Im Pflanzfilter haben Fische eigentlich nix zu suchen, drum heißt er ja so.
Lies Dich doch mal in den einzelnen Themenbereichen hier gründlich ein, da bekommst Du schon mal die meisten Fragen beantwortet.
Denn, desto besser Ihr vorab bescheid wisst, umso weniger Fehler werdet Ihr machen.

Gruß, Thomas


----------



## blackbird (2. Juni 2014)

Hallo Mauna Kea und ebenfalls willkommen. 
Ich finde, dass ein Pool sich durch eine nicht natürliche Form (z.B. rechteckig gemauert) abgrenzt ggü. einem Teich. Und durch den Präfix "Natur-" wäre für mich klar, dass nicht mit Chlor o.ä. Chemie das Wasser gereinigt werden soll. Daher könnte ich mir vorstellen, dass das auf etwas Ähnliches herauslaufen könnte, wie bei uns...
Fotos sind hier immer gern gesehen. 
Unser Naturpool hat einen separaten Regenerationsbereich, eine Schwimmfläche von 10 * 3 Metern und eine Tiefe von 185 cm.
================================
§ ARBEITSAUFTRÄGE
1 > Welche Tiefe hat laut dem Textausschnitt über Naturpools der Naturpool von blackbird?
2 > Schreibe den Textausschnitt über Naturpools von "Denn, desto besser" bis "wie bei uns..." erneut ab und ersetze dabei "Teich" durch "Gartenteich".
3 > Führe den Textausschnitt über Naturpools nach seinem letzten Satz weiter.
================================
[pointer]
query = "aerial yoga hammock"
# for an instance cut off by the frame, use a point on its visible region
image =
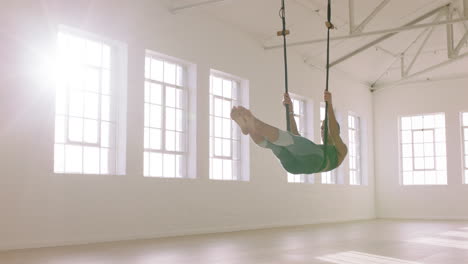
(297, 154)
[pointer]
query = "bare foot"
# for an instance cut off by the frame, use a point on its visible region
(236, 116)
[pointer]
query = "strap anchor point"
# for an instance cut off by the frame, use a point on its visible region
(329, 25)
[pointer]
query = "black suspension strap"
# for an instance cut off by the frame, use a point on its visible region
(283, 33)
(329, 27)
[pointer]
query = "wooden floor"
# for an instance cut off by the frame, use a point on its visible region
(368, 242)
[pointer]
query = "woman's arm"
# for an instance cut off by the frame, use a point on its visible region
(287, 101)
(335, 128)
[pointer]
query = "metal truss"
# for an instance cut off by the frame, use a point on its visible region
(177, 9)
(453, 52)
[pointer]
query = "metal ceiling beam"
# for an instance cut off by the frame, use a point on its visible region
(369, 18)
(450, 45)
(421, 47)
(464, 38)
(409, 26)
(194, 5)
(391, 32)
(414, 75)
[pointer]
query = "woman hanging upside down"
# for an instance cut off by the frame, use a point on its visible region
(297, 154)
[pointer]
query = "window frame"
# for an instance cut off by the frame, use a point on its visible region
(413, 157)
(189, 126)
(243, 142)
(116, 157)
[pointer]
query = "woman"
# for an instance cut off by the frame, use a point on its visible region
(297, 154)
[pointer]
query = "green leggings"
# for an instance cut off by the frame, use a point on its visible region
(298, 155)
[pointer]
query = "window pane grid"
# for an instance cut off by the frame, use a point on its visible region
(300, 118)
(328, 177)
(423, 150)
(165, 128)
(85, 129)
(354, 150)
(225, 141)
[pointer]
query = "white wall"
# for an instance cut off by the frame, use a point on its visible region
(39, 208)
(419, 202)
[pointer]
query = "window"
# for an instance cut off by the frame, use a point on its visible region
(226, 143)
(87, 120)
(354, 134)
(165, 127)
(465, 145)
(423, 150)
(328, 177)
(300, 116)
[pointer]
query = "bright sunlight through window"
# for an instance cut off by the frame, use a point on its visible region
(225, 141)
(165, 138)
(423, 150)
(85, 120)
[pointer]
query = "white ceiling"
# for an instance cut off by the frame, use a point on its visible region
(378, 65)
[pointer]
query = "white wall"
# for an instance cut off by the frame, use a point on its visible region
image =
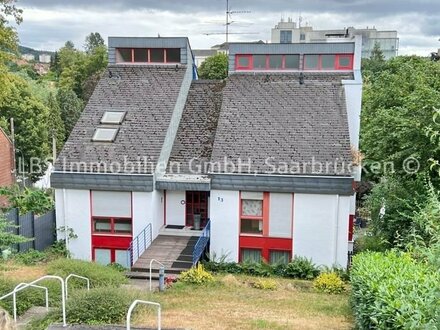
(321, 228)
(73, 211)
(175, 209)
(224, 212)
(280, 215)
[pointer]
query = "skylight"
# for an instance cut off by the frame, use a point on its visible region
(113, 117)
(105, 134)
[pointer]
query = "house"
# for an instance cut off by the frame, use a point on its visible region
(6, 164)
(261, 162)
(291, 32)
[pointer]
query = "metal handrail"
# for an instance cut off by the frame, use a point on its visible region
(76, 276)
(26, 285)
(139, 244)
(133, 305)
(201, 243)
(14, 297)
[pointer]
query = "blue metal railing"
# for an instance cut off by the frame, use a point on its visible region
(201, 243)
(139, 244)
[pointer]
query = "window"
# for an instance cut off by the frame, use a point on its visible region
(113, 117)
(279, 257)
(157, 55)
(328, 62)
(105, 134)
(250, 255)
(285, 37)
(123, 55)
(173, 55)
(259, 61)
(140, 55)
(292, 62)
(275, 62)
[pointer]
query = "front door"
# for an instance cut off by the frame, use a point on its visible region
(196, 203)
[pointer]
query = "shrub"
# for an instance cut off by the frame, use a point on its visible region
(99, 306)
(392, 291)
(99, 275)
(329, 283)
(196, 275)
(265, 284)
(301, 268)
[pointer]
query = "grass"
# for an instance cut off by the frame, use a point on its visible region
(235, 304)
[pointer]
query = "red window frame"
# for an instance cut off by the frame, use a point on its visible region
(112, 226)
(336, 65)
(264, 217)
(148, 50)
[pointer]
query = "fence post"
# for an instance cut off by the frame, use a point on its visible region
(33, 229)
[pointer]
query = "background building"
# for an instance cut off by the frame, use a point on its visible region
(291, 32)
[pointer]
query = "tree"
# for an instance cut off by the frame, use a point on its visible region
(214, 67)
(93, 41)
(71, 107)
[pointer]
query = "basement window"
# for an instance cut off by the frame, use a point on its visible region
(113, 117)
(105, 134)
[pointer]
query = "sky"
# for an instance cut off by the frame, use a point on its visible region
(48, 24)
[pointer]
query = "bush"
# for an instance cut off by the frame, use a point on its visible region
(392, 291)
(329, 283)
(99, 275)
(265, 284)
(196, 275)
(301, 268)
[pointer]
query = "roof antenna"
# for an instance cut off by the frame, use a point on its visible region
(301, 78)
================================
§ LÖSUNGEN
1 > 185 cm

2 >
Denn, desto besser Ihr vorab bescheid wisst, umso weniger Fehler werdet Ihr machen.

Gruß, Thomas


----------



## blackbird (2. Juni 2014)

Hallo Mauna Kea und ebenfalls willkommen. 
Ich finde, dass ein Pool sich durch eine nicht natürliche Form (z.B. rechteckig gemauert) abgrenzt ggü. einem Gartenteich. Und durch den Präfix "Natur-" wäre für mich klar, dass nicht mit Chlor o.ä. Chemie das Wasser gereinigt werden soll. Daher könnte ich mir vorstellen, dass das auf etwas Ähnliches herauslaufen könnte, wie bei uns...

3 >
Wir haben allerdings den Bau nicht selbst ausgeführt sondern machen lassen. 
Viele Grüße, 
Tim


----------



## Mauna Kea (3. Juni 2014)

Hallo Thomas, hallo Tim ,

vielen Dank für Euere schnelle Antwort.
Ich hatte mir einen Naturpool wie Tim im Garten hat vorgestellt ,mein Mann will eher einen Teich mit regem Tierleben. 
So wird es wohl auf einen Schwimmteich hinauslaufen. 
Ich mach mich mal hier zu den Themen schlau und dann sehn wir weiter.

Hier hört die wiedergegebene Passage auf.